**Instruction**: Write out all the records below again, substituting "object" for each occurrence of "instance" and keeping everything else as it is. Leave the pictures out of your copy.

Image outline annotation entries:

/---

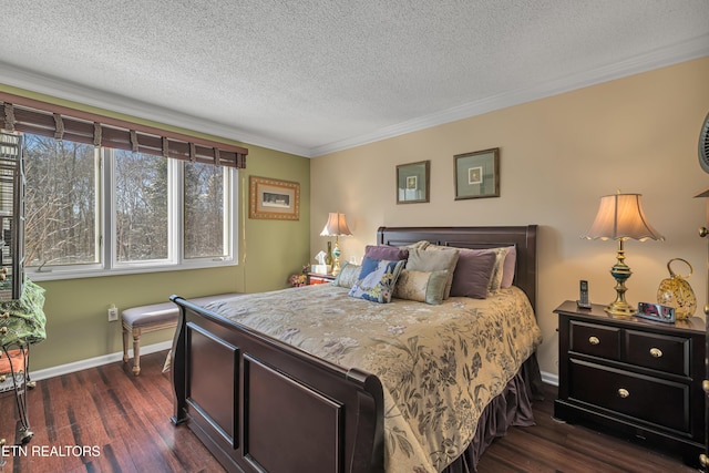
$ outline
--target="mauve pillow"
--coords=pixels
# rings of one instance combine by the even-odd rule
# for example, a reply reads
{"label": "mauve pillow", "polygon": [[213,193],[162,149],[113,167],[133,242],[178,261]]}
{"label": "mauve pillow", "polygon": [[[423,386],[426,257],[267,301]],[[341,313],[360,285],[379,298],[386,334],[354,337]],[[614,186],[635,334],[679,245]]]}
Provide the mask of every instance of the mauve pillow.
{"label": "mauve pillow", "polygon": [[485,299],[497,255],[487,249],[461,249],[453,273],[451,296]]}
{"label": "mauve pillow", "polygon": [[364,257],[371,259],[387,259],[389,261],[401,261],[409,258],[409,250],[389,245],[367,245]]}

\---

**Exercise output**:
$ outline
--target="mauve pillow"
--coords=pixels
# rings of one object combine by the even-odd rule
# for example, a reply reads
{"label": "mauve pillow", "polygon": [[213,193],[162,149],[113,167],[133,242],[178,261]]}
{"label": "mauve pillow", "polygon": [[[423,386],[426,257],[267,301]],[[341,313],[360,285],[379,298],[386,334],[354,337]],[[614,186],[635,334],[679,245]]]}
Provide the mask of every object of the mauve pillow.
{"label": "mauve pillow", "polygon": [[485,299],[497,255],[487,249],[461,249],[453,273],[451,296]]}
{"label": "mauve pillow", "polygon": [[364,257],[371,259],[387,259],[389,261],[401,261],[409,258],[409,250],[389,245],[367,245]]}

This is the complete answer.